*EXERCISE*.
Retype everything in the listing, leaving each line exactly as it is.

== RECORDS TO PROCESS

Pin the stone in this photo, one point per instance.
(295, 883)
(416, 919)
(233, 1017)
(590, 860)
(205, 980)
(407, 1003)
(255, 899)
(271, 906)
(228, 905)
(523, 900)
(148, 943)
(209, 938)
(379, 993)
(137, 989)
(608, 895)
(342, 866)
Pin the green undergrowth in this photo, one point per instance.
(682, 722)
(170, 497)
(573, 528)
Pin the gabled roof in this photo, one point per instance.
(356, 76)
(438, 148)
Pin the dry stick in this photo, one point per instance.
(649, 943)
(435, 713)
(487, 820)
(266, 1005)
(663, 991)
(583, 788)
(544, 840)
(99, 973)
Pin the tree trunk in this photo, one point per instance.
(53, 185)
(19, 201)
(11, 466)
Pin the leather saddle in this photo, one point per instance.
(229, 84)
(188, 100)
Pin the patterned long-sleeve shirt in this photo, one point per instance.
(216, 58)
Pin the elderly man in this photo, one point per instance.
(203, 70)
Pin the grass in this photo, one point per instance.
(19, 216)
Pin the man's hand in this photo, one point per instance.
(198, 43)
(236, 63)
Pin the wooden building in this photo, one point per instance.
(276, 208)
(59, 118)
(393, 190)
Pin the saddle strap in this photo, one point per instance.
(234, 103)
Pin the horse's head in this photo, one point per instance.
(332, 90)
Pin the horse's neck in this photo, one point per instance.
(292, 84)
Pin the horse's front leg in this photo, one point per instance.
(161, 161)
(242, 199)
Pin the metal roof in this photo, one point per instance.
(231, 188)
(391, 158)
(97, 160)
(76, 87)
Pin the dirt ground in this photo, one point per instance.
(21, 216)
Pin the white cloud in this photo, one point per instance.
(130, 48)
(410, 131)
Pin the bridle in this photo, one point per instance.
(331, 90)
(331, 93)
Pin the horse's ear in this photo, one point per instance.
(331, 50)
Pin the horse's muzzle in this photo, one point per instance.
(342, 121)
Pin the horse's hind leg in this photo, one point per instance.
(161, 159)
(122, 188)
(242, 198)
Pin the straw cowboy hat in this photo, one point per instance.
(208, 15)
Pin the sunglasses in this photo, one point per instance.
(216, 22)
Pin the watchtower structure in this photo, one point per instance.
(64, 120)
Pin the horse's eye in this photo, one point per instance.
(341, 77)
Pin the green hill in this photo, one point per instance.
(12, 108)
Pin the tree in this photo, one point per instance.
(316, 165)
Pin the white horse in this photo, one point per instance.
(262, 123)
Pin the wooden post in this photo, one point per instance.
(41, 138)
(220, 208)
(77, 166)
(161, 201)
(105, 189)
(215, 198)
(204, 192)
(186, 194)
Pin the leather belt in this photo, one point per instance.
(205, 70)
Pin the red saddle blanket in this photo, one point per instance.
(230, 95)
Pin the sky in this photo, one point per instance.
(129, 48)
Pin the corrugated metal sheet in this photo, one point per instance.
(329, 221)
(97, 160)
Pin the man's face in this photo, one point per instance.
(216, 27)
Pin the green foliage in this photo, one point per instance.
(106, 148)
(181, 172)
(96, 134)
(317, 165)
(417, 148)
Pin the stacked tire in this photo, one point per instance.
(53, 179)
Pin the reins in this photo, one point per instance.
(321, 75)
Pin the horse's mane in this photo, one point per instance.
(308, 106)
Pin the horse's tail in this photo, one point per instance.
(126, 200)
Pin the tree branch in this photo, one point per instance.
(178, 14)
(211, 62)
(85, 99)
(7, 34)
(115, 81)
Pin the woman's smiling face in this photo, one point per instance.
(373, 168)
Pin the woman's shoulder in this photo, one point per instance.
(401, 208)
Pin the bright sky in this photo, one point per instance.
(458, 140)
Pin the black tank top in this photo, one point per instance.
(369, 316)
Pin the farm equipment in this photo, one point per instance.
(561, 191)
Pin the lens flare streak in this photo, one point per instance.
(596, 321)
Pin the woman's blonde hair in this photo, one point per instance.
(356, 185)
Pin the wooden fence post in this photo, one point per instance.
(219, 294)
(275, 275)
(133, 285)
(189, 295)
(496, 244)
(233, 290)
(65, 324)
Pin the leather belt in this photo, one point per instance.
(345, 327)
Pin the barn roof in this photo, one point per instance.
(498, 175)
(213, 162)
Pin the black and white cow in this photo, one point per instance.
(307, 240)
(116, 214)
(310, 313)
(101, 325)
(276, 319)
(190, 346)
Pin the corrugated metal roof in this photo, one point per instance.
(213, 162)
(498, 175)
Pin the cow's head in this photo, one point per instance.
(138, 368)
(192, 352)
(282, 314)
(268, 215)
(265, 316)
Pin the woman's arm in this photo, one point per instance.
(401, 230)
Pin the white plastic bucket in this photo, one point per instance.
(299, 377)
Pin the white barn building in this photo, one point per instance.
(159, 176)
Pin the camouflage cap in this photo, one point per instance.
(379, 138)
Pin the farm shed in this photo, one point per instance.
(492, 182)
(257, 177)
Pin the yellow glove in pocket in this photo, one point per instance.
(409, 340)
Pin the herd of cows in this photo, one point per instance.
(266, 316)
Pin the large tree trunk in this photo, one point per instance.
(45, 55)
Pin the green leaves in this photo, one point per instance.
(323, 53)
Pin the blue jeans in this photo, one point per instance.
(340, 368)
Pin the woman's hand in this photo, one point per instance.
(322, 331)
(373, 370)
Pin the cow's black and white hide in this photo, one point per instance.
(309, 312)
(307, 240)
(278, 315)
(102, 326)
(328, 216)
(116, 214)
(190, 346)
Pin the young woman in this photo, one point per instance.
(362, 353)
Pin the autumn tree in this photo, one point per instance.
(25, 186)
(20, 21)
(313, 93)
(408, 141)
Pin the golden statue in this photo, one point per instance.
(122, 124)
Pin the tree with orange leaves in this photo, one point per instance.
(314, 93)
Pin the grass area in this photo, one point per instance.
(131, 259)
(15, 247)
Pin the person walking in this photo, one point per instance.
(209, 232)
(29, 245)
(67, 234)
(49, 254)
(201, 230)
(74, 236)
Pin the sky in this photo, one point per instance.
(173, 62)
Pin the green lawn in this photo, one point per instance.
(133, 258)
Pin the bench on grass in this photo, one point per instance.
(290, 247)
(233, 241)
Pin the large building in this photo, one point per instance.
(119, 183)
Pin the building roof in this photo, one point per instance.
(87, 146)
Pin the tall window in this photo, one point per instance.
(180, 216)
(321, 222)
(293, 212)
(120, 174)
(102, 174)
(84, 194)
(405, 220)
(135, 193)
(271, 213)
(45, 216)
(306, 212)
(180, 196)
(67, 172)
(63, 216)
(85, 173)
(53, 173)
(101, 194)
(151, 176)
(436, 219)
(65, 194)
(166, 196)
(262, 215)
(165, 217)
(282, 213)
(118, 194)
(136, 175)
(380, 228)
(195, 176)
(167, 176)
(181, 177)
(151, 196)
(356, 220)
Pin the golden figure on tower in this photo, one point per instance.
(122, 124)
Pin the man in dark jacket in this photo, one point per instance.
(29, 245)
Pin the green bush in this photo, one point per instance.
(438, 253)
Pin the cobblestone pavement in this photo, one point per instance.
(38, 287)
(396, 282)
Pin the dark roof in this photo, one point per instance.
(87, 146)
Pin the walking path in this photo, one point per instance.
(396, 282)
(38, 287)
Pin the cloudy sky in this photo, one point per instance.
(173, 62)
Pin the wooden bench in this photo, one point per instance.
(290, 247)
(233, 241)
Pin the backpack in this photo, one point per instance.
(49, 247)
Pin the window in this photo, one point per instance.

====

*REPLY*.
Pin the stone in this photo, one point per instance.
(295, 883)
(416, 919)
(233, 1017)
(590, 860)
(205, 980)
(407, 1003)
(255, 899)
(271, 906)
(228, 905)
(523, 900)
(148, 943)
(209, 938)
(379, 993)
(137, 989)
(608, 895)
(342, 866)
Pin the green undergrowth in this photo, one point per instance.
(682, 722)
(170, 497)
(573, 528)
Pin the gabled roof in this photo, one point per instance.
(356, 76)
(438, 148)
Pin the dry stick in this photo, one point per instance.
(649, 943)
(435, 713)
(487, 820)
(266, 1005)
(663, 991)
(583, 788)
(544, 840)
(99, 973)
Pin the tree trunk in this photo, one point per instance.
(53, 185)
(19, 201)
(11, 466)
Pin the leather saddle in this photo, one point per instance.
(229, 84)
(188, 100)
Pin the patterned long-sleeve shirt in this photo, one point per instance.
(216, 58)
Pin the elderly man in this photo, one point per instance.
(203, 70)
Pin the grass in this photo, one point per instance.
(19, 216)
Pin the man's hand in this photo, one point per instance.
(198, 43)
(236, 63)
Pin the wooden building in this photo, one point per instance.
(276, 208)
(59, 118)
(393, 190)
Pin the saddle strap in this photo, one point per instance.
(234, 103)
Pin the horse's head in this photo, one point per instance.
(332, 90)
Pin the horse's neck in this photo, one point per instance.
(292, 84)
Pin the horse's front leg in this photo, one point per instance.
(161, 161)
(242, 199)
Pin the metal roof in this photo, one point per instance.
(231, 188)
(391, 158)
(97, 160)
(76, 87)
Pin the dirt ground in this photo, one point per instance.
(21, 216)
Pin the white cloud in this photo, one point per instance.
(130, 48)
(410, 131)
Pin the bridle in this photo, one point per instance.
(331, 90)
(331, 93)
Pin the horse's ear in this photo, one point per instance.
(331, 50)
Pin the horse's muzzle in this photo, one point per instance.
(342, 121)
Pin the horse's hind leg in this photo, one point per instance.
(161, 159)
(122, 188)
(242, 198)
Pin the straw cowboy hat in this photo, one point per instance.
(208, 15)
Pin the sunglasses in this photo, one point per instance.
(216, 22)
Pin the watchtower structure in this photo, one point per instance.
(64, 120)
Pin the horse's eye in this photo, one point per instance.
(341, 77)
Pin the green hill in this photo, one point per instance.
(12, 108)
Pin the tree in this photo, one point per instance.
(316, 165)
Pin the white horse in this photo, one point per instance.
(262, 123)
Pin the wooden post in this photo, one point per instance.
(41, 138)
(220, 208)
(77, 166)
(161, 201)
(105, 189)
(215, 198)
(204, 192)
(186, 194)
Pin the leather belt in this photo, one point per instance.
(205, 70)
Pin the red saddle blanket in this photo, one point per instance.
(230, 95)
Pin the sky in this photo, one point per instance.
(129, 48)
Pin the corrugated metal sheet in this photo, one point per instance.
(329, 221)
(97, 160)
Pin the man's face in this photo, one point per instance.
(216, 27)
Pin the green foliage in this photo, one point per instance.
(106, 148)
(181, 172)
(96, 134)
(317, 165)
(417, 148)
Pin the stacked tire in this photo, one point per instance.
(53, 179)
Pin the reins in this photo, one point per instance.
(321, 75)
Pin the horse's mane in this photo, one point per instance.
(308, 106)
Pin the horse's tail in this photo, one point per instance.
(126, 200)
Pin the tree branch in this photo, one point per instance.
(178, 14)
(211, 62)
(85, 99)
(7, 34)
(115, 81)
Pin the woman's smiling face in this photo, one point per instance.
(373, 168)
Pin the woman's shoulder in this photo, one point per instance.
(401, 208)
Pin the bright sky in this photo, one point per instance.
(458, 140)
Pin the black tank top in this photo, one point per instance.
(369, 316)
Pin the farm equipment in this photo, one point per instance.
(561, 191)
Pin the lens flare streak in this photo, one point per instance.
(596, 321)
Pin the woman's blonde hair in this photo, one point per instance.
(356, 185)
Pin the wooden fence post in this photo, one point per instance.
(219, 294)
(275, 275)
(133, 285)
(189, 295)
(496, 244)
(233, 290)
(65, 324)
Pin the leather belt in this photo, one point per instance.
(345, 327)
Pin the barn roof in this photo, one point per instance.
(498, 175)
(213, 162)
Pin the black and white cow in this photo, one point per instance.
(307, 240)
(116, 214)
(310, 313)
(101, 325)
(276, 319)
(190, 346)
Pin the corrugated metal roof in this photo, one point per instance.
(213, 162)
(498, 175)
Pin the cow's head in this photo, one point per instance.
(138, 368)
(192, 352)
(282, 314)
(268, 215)
(265, 316)
Pin the woman's arm in this photo, one point per instance.
(401, 230)
Pin the white plastic bucket in this photo, one point per instance.
(299, 377)
Pin the white barn building in this photo, one point per instance.
(159, 176)
Pin the camouflage cap in this photo, one point per instance.
(379, 138)
Pin the farm shed in this photo, one point per instance.
(492, 182)
(257, 177)
Pin the yellow glove in pocket in this photo, one point per instance.
(409, 340)
Pin the herd of cows in this photo, one point per instance.
(266, 316)
Pin the large tree trunk in this photo, one point per instance.
(45, 55)
Pin the green leaves in this photo, one point per instance.
(323, 53)
Pin the blue jeans in this photo, one point per instance.
(340, 368)
Pin the woman's hand in this photo, one point per instance.
(322, 331)
(373, 370)
Pin the cow's black and white hide in this photo, one point per instance.
(309, 312)
(307, 240)
(278, 315)
(102, 326)
(328, 216)
(116, 214)
(190, 346)
Pin the young woman in this photo, one point per instance.
(362, 353)
Pin the autumn tree in this photo, one point per instance.
(25, 186)
(20, 21)
(313, 93)
(408, 141)
Pin the golden statue in this photo, one point per instance.
(122, 124)
Pin the tree with orange leaves in this photo, one point per instance.
(314, 93)
Pin the grass area in this photo, one point per instance.
(131, 259)
(15, 247)
Pin the person walking in this photo, one point per instance.
(209, 232)
(29, 245)
(67, 234)
(49, 254)
(201, 230)
(74, 236)
Pin the sky in this photo, one point per instance.
(173, 62)
Pin the green lawn in this photo, one point per instance.
(133, 258)
Pin the bench on grass in this photo, one point per instance.
(290, 247)
(233, 241)
Pin the large building in this photo, one point per instance.
(119, 183)
Pin the building roof in this photo, one point per instance.
(87, 146)
Pin the tall window in this photo, one point per instance.
(180, 216)
(321, 222)
(293, 212)
(120, 174)
(102, 174)
(84, 194)
(405, 220)
(135, 193)
(271, 213)
(45, 216)
(306, 212)
(180, 196)
(67, 172)
(63, 216)
(85, 173)
(53, 173)
(101, 194)
(151, 176)
(436, 219)
(65, 194)
(166, 196)
(262, 215)
(165, 217)
(282, 213)
(118, 194)
(136, 175)
(380, 228)
(195, 176)
(167, 176)
(181, 177)
(151, 196)
(356, 220)
Pin the golden figure on tower in this photo, one point per instance.
(122, 124)
Pin the man in dark jacket in this photo, one point per instance.
(29, 245)
Pin the green bush in this photo, one point per instance.
(438, 253)
Pin the cobblestone pavement in this photo, one point per instance.
(38, 287)
(396, 282)
Pin the dark roof in this photo, one point per instance.
(87, 146)
Pin the walking path in this photo, one point per instance.
(396, 282)
(38, 287)
Pin the cloudy sky in this photo, one point per instance.
(173, 62)
Pin the wooden bench in this photo, one point per instance.
(290, 247)
(233, 241)
Pin the backpack in this photo, one point per instance.
(49, 247)
Pin the window in this photo, one point per instance.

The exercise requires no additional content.